++++ EXTRACT TO READ

Photo credit: Walter McBride
Photo credit: Walter McBride

The death of Stephen Sondheim last month prompted an outpouring of emotion from across the theater industry and beyond. The legendary composer-lyricist, who is widely credited as one of the defining figures of modern musical theater, touched millions of people across the world through musicals including Follies, Sunday in the Park with George, and Into the Woods. But he also had a more direct impact on many lives, because he was famously responsive to letters from fans.

Now, a new Instagram account has started to compile Sondheim's personal letters. The account, Sondheim Letters, launched last week and has already shared more than 100 posts, each one showing a different genuine piece of correspondence from Sondheim, on his elegant personal letterhead.

Some of the letters are recommendations, including the very first one shared by the account. In this letter, dated July 11, Sondheim writes a recommendation for the then-unknown playwright Jonathan Larson. As Broadway fans will know, Larson went on to create Broadway classics including Rent and the semi-autobiographical Tick, Tick... Boom!which was just adapted into a Netflix feature by Lin Manuel Miranda.

Sondheim was famously supportive of his colleagues and of newcomers, and in many of the letters he congratulates playwrights, composers and musicians on their shows. One letter, to Chicago-based music director and performer Tom Vendafreddo, encapsulates Sondheim’s kindness and attention to detail.

“I just want to thank you for the herculean job you did of playing the piano Thursday night,” Sondheim wrote in the letter dated May 6, 2014. “The music was always crisp, clear, rhythmically alive and true to the style, both mine and the period’s. Thank you so much.”

“I have no idea whether we met or not, as I’m always mortified on such occasions and becomes blind, deaf and insensitive, but I want to make sure that you know how happy I was at the sound of the score.”

In another letter, from 1982, Sondheim congratulates Howard Ashman on his then-new show Little Shop of Horrors, correctly predicting that it will become "a huge success'.

Other letters in the collection simply see Sondheim responding graciously to fans, or sending well wishes to high school productions of his musicals. Others are more comical, including one where Sondheim politely corrects the letter-writer: "I am not the composer of A Chorus Line. Sorry.")

As the account's bio explains, all of the correspondence shared on Sondheim Letters is either publicly available, or has been shared by its recipient. And based on the sheer volume that's already been posted in less than a week, there's plenty more to come.

++++++++
++++ DATA SECTION

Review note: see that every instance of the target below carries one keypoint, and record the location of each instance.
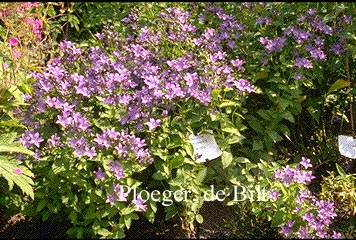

++++++++

**EXERCISE TASKS**
1. According to the article on Sondheim's letters, how many posts had the Sondheim Letters account already shared?
2. Rewrite the passage from the article on Sondheim's letters starting at "The death of" and ending at "elegant personal letterhead.", swapping "musicals" for "shows".
The data above plays no part in this work.

**ANSWERS TO THE EXERCISE**
1. More than 100 posts.

2.
The death of Stephen Sondheim last month prompted an outpouring of emotion from across the theater industry and beyond. The legendary composer-lyricist, who is widely credited as one of the defining figures of modern musical theater, touched millions of people across the world through shows including Follies, Sunday in the Park with George, and Into the Woods. But he also had a more direct impact on many lives, because he was famously responsive to letters from fans.

Now, a new Instagram account has started to compile Sondheim's personal letters. The account, Sondheim Letters, launched last week and has already shared more than 100 posts, each one showing a different genuine piece of correspondence from Sondheim, on his elegant personal letterhead.